IL TUO OBIETTIVO: Secondo il testo fornito qui sotto, perché per la squadra fu scelto il nome Celtic?

TESTO FORNITO:
+ + + +

Il video ha avuto decine di migliaia di visualizzazioni, e ha fatto parlare di sé. Qualcuno l’ha considerata una goliardata, altri un’espressione della subcultura da stadio, altri si sono sentiti offesi per un gesto ritenuto volgare da parte di una tifoseria nota per essere tra le più corrette, pacifiche e simpatiche del mondo.

 

Ma perché i tifosi della squadra di Glasgow nata in seno alla comunità cattolica della città scozzese, fondata da un religioso irlandese, fratello Walfrid, ce l’hanno tanto con la Corona britannica?

 

E perché poi mischiare la politica con lo sport?

 

In realtà, il gesto dei tifosi biancoverdi ha ragioni profonde che stanno nella storia delle Isole britanniche, politica compresa.

 

Il Celtic viene fondato, come si diceva, da un religioso che era un insegnante, ma che nella sua scuola di Glasgow di bambini ne vedeva davvero pochi, perché fin da piccoli venivano avviati ai lavori più duri nelle fabbriche e nelle miniere. Per la maggior parte i cattolici di Glasgow erano immigrati irlandesi. I cattolici autoctoni scozzesi avevano da tempo subito una persecuzione che li aveva uccisi, o costretti a passare al protestantesimo, o deportati nelle colonie americane.

 

C’era stato un vero e proprio tracollo demografico, ma la crescente rivoluzione  industriale aveva bisogno di braccia, di forza lavoro a bassissimo costo per fare le fortune dell’Impero britannico, e così migliaia di poveri irlandesi erano giunti nelle principali città britanniche, spinti anche dal genocidio perpetrato a metà dell’Ottocento: una spaventosa carestia, dietro la quale c’erano precise responsabilità del governo inglese, aveva provocato la morte di un milione di persone, in un Paese di otto milioni di abitanti. E un altro milione era stato costretto a emigrare.

 

Questo disastro umanitario era avvenuto senza che il governo di Sua Maestà aiutasse i suoi sudditi irlandesi; e la sua maestà del momento, la regina Vittoria, non si scompose di fronte alle notizie che provenivano dall’Isola di San Patrizio. In fondo, era opinione comune che quegli irriducibili papisti avevano avuto quel che si meritavano.

 

E così a Glasgow gli irlandesi vivevano in quartieri poverissimi, flagellati dalla miseria, vessati e umiliati a ragione della loro fede cattolica. Fu in questo contesto che il buon fra Walfrid ebbe l’idea, nel novembre del 1887, di fondare una squadra di calcio, che giocasse partite il cui incasso sarebbe servito a organizzare mense per i poveri, e a fare in modo che bambini di sette-otto anni non fossero costretti a lavorare dodici ore al giorno senza poter andare a scuola.

 

Il nome che fu scelto fu Celtic perché esprimeva la comune radice celtica degli scozzesi autoctoni e degli immigrati irlandesi. I colori erano il bianco e il verde, il simbolo un quadrifoglio, ovvero il trifoglio di san Patrizio che rappresenta la Trinità, ma con una foglia ulteriore. Una foglia di speranza.

+ + + +

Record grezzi
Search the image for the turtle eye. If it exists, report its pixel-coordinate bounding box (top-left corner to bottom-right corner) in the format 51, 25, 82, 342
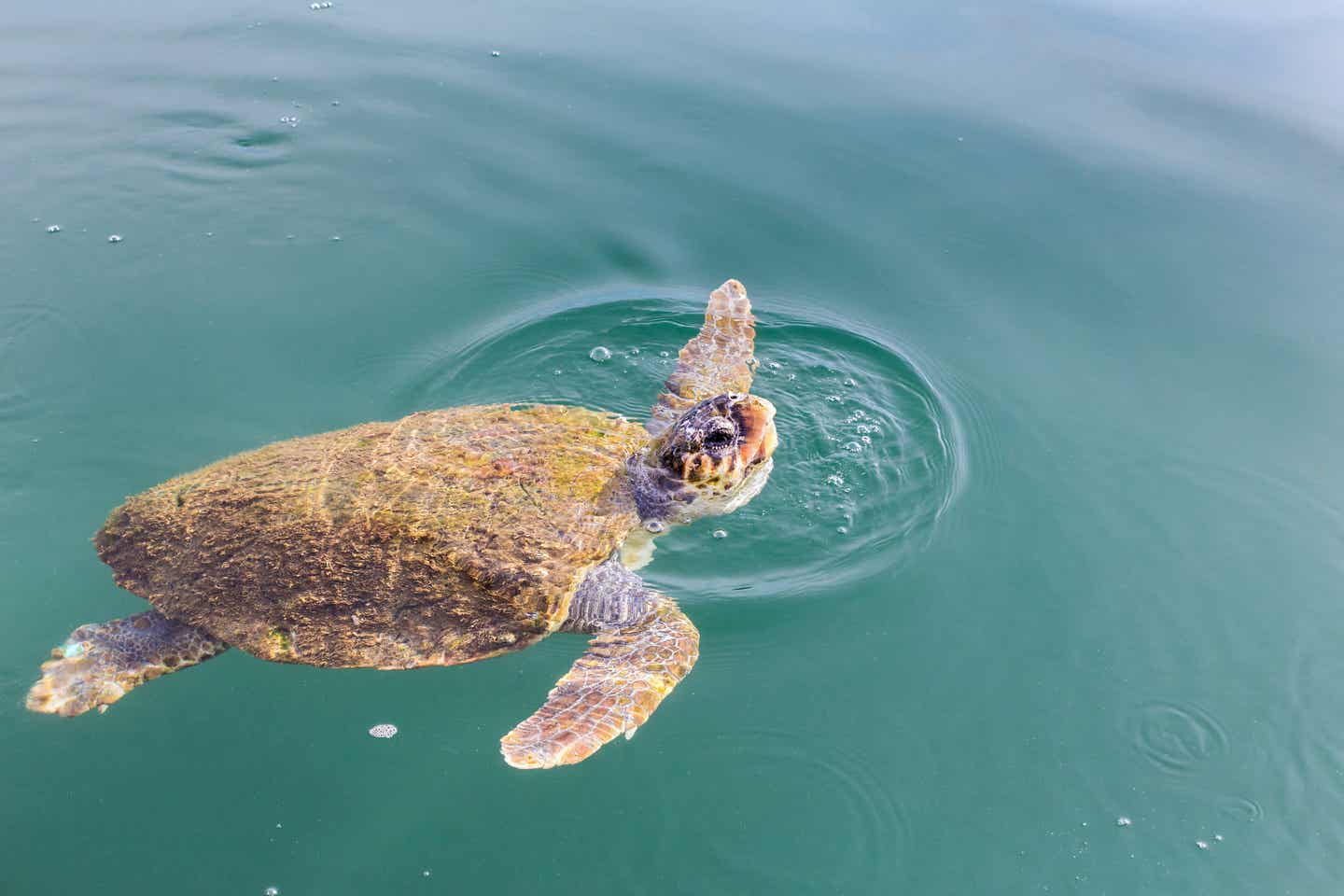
705, 430, 733, 447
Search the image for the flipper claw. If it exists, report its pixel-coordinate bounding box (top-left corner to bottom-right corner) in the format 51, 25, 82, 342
27, 609, 227, 716
500, 595, 700, 768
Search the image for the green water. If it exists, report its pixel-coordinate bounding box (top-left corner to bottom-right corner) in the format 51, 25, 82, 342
0, 0, 1344, 896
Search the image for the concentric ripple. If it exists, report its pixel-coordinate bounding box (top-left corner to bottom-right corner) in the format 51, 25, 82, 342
656, 731, 911, 893
398, 300, 965, 599
1129, 703, 1227, 775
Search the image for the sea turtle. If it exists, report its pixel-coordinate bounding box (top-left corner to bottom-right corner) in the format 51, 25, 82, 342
27, 279, 777, 768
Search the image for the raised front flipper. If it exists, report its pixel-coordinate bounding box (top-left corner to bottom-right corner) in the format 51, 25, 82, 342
500, 593, 700, 768
28, 609, 229, 716
644, 279, 755, 435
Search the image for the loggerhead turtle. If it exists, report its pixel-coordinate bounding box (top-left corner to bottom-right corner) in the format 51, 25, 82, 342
27, 279, 777, 768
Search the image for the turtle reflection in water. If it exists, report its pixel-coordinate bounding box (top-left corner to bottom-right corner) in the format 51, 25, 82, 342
27, 279, 777, 768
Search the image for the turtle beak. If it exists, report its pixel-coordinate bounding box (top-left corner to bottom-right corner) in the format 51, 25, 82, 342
735, 395, 779, 466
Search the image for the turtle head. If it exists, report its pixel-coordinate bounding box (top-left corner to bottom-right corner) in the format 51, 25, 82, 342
645, 392, 778, 523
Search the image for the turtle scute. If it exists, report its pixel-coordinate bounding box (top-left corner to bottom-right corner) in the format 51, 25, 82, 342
94, 404, 648, 669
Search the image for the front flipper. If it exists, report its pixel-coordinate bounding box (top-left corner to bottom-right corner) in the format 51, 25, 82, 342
644, 279, 755, 435
500, 594, 700, 768
28, 609, 229, 716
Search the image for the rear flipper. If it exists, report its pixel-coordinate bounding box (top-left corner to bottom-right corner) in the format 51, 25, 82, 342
28, 609, 229, 716
500, 595, 700, 768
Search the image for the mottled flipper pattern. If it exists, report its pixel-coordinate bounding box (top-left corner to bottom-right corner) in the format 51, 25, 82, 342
28, 609, 229, 716
645, 279, 755, 435
500, 595, 700, 768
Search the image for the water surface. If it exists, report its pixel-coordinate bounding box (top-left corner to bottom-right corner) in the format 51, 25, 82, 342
0, 0, 1344, 896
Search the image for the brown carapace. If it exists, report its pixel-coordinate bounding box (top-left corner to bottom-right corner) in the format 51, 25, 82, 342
28, 281, 777, 768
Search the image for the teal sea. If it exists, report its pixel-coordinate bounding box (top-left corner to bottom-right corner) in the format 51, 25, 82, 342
0, 0, 1344, 896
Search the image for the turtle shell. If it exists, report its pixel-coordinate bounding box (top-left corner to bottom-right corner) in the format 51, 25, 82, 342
94, 404, 648, 669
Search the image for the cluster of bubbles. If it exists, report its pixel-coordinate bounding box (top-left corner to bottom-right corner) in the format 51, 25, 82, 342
33, 217, 122, 244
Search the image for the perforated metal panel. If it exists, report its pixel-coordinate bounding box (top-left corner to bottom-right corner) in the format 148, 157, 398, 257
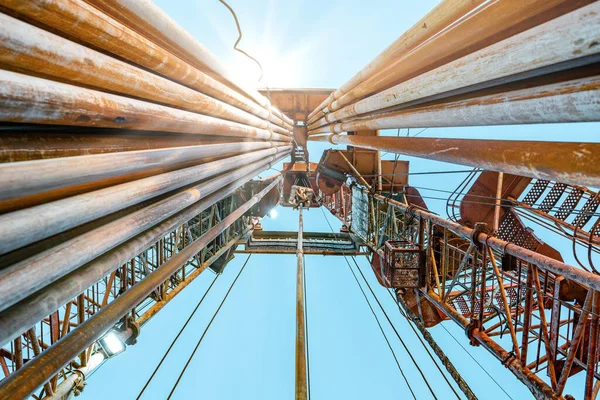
351, 187, 369, 241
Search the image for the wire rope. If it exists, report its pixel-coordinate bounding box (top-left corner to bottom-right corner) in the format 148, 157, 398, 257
167, 254, 252, 400
321, 208, 420, 400
136, 274, 221, 400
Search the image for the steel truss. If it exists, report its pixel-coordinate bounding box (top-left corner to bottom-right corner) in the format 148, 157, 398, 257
323, 184, 600, 399
0, 195, 251, 399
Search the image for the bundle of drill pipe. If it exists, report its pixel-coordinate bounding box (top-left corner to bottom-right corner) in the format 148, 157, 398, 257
307, 0, 600, 185
0, 0, 293, 368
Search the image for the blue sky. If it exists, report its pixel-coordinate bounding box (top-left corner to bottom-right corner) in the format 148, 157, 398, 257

+ + + +

RISPOSTA SCRITTA: Perché esprimeva la comune radice celtica degli scozzesi autoctoni e degli immigrati irlandesi.